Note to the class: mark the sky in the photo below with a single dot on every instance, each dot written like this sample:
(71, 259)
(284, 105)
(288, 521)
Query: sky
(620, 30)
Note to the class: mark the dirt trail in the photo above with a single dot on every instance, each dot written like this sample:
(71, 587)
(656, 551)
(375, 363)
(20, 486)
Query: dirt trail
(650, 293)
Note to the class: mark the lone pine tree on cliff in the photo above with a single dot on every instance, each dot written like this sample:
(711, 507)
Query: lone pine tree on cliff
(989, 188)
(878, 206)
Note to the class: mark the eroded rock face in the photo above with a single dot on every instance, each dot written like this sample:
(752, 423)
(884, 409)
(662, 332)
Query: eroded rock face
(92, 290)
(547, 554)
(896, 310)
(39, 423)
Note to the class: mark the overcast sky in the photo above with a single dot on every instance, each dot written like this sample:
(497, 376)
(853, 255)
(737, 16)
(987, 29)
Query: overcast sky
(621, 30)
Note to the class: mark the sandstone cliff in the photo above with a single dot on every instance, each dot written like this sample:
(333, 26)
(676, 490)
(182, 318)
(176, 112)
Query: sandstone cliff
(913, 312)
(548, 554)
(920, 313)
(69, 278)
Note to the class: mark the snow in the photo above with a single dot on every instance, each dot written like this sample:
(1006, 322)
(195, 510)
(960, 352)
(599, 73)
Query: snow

-*-*-

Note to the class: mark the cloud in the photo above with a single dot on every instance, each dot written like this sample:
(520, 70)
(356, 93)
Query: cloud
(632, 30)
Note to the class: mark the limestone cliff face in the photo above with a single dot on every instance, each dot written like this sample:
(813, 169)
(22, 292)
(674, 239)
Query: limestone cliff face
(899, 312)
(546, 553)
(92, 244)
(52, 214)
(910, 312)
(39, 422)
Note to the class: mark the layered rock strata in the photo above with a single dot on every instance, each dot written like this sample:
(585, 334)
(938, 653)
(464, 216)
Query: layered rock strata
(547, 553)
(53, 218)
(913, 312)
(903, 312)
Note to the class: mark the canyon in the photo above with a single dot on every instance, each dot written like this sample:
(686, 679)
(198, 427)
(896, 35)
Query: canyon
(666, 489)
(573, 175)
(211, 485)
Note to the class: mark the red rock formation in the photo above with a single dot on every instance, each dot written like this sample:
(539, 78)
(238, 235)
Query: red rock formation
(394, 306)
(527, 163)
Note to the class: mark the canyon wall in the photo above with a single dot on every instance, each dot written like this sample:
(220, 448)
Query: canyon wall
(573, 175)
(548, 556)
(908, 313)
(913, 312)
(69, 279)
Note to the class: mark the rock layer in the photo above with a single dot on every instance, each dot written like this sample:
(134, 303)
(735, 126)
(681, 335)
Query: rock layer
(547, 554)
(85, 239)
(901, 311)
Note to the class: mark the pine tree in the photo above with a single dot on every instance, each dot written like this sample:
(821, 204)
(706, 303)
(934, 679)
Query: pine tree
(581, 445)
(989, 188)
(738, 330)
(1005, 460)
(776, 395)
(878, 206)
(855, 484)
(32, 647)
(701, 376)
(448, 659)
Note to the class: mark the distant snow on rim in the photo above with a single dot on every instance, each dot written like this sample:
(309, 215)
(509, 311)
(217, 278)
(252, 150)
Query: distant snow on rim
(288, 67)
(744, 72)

-*-*-

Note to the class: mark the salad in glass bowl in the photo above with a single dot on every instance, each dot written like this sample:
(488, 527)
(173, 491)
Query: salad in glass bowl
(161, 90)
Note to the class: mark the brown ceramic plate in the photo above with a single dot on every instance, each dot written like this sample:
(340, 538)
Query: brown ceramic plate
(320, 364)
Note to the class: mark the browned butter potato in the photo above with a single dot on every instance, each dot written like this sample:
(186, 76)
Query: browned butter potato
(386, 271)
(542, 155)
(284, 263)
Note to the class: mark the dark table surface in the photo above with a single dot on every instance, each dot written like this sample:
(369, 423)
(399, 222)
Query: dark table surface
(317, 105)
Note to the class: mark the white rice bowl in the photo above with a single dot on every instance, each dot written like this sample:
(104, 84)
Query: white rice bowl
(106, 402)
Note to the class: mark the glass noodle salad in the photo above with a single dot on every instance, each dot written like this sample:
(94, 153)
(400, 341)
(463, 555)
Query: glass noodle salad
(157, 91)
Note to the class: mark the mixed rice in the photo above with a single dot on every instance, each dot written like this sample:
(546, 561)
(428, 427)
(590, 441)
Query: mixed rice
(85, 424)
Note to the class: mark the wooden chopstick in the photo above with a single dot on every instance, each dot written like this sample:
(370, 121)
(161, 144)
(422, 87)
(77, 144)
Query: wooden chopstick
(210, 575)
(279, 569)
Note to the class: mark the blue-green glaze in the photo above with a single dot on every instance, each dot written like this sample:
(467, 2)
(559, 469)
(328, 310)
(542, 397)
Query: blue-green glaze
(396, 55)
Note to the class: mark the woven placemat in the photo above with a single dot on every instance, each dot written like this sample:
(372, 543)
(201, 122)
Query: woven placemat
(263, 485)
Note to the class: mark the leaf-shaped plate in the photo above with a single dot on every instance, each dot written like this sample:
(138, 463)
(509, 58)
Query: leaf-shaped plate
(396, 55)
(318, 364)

-*-*-

Written task |
Put the lines of the items into a Markdown table with the columns Row and Item line, starting at the line containing "Note to the class: mark the sky" and ending at the line containing "Query: snow", both included. Give each line its own numbered row and leave out blank lines.

Written response |
| Row | Item line |
|---|---|
| 1 | Note to the class: mark the sky in the photo below with a single dot on every instance, each dot written like this sample: |
| 2 | (71, 259) |
| 3 | (284, 105) |
| 4 | (288, 521) |
| 5 | Query: sky |
| 6 | (620, 30) |
| 7 | Note to the class: mark the dirt trail in the photo above with a single dot on every instance, each dot written like this sample: |
| 8 | (71, 587) |
| 9 | (656, 551) |
| 10 | (375, 363) |
| 11 | (20, 486) |
| 12 | Query: dirt trail |
| 13 | (650, 293) |
| 14 | Note to the class: mark the lone pine tree on cliff in the photo above with a single dot on every instance, each dot written like this sample: |
| 15 | (711, 507) |
| 16 | Query: lone pine tree on cliff |
| 17 | (989, 188) |
| 18 | (878, 206) |
| 19 | Note to the class: mark the eroded rock face in the photo above with a single dot on every instance, each dot written like this sample: |
| 20 | (752, 423) |
| 21 | (884, 409) |
| 22 | (662, 332) |
| 23 | Query: eroded rock face |
| 24 | (92, 290) |
| 25 | (547, 554) |
| 26 | (896, 310) |
| 27 | (39, 423) |
| 28 | Note to the class: mark the overcast sky in the photo above with a single dot on every instance, each dot written like this sample: |
| 29 | (497, 376) |
| 30 | (853, 255) |
| 31 | (737, 16) |
| 32 | (987, 29) |
| 33 | Query: overcast sky |
| 34 | (621, 30) |
| 35 | Note to the class: mark the sandstone cliff in the photo above with a single dot on every instance, each dot written like this sample: |
| 36 | (333, 26) |
| 37 | (676, 490) |
| 38 | (182, 318) |
| 39 | (176, 112) |
| 40 | Query: sandstone cliff |
| 41 | (913, 312) |
| 42 | (548, 554) |
| 43 | (920, 313) |
| 44 | (69, 278) |
| 45 | Note to the class: mark the snow in the photo above with a single dot on every instance, each dot written like this sample: |
| 46 | (1006, 322) |
| 47 | (195, 510) |
| 48 | (960, 352) |
| 49 | (599, 73) |
| 50 | Query: snow |